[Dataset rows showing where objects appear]

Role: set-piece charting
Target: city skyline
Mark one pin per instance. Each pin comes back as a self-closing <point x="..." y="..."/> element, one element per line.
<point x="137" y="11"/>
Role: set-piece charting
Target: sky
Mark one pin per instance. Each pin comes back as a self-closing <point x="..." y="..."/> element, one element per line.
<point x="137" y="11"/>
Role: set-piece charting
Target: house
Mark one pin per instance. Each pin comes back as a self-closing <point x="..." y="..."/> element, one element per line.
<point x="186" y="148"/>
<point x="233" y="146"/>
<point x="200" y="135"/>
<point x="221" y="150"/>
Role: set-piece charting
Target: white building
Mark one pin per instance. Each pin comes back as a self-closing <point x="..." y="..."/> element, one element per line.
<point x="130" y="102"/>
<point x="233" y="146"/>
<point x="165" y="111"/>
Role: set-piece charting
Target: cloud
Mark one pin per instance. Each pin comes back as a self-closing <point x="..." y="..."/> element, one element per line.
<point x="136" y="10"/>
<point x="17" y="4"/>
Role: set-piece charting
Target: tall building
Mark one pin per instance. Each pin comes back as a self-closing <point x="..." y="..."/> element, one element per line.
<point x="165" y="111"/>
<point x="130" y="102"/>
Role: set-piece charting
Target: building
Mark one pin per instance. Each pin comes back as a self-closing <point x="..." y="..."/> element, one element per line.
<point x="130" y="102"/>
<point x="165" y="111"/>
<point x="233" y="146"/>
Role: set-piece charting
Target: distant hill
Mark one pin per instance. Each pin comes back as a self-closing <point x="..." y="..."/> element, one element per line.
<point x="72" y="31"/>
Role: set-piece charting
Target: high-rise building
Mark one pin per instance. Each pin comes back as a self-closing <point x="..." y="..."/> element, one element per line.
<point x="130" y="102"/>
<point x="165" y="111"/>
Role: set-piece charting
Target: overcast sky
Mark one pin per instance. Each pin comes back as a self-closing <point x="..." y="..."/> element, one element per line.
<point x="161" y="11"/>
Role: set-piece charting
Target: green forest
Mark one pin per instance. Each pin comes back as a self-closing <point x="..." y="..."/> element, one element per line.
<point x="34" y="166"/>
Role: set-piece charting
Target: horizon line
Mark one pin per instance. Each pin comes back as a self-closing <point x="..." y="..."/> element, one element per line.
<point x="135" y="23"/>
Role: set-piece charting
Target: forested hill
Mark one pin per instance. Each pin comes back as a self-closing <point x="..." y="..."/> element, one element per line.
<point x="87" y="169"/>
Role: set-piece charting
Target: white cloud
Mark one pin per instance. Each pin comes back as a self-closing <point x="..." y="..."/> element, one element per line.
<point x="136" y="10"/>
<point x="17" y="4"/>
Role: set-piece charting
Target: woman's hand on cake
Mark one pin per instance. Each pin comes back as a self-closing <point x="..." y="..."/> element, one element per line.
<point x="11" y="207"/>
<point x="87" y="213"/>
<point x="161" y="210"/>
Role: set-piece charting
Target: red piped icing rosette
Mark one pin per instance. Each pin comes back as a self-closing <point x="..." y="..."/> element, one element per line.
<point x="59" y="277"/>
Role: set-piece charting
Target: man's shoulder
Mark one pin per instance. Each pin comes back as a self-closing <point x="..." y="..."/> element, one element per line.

**SET EXERCISE**. Count the lines in the records above that contain the string "white", treating uppercase and lowercase as different, and reply with only the number.

**WORKED ANSWER**. 2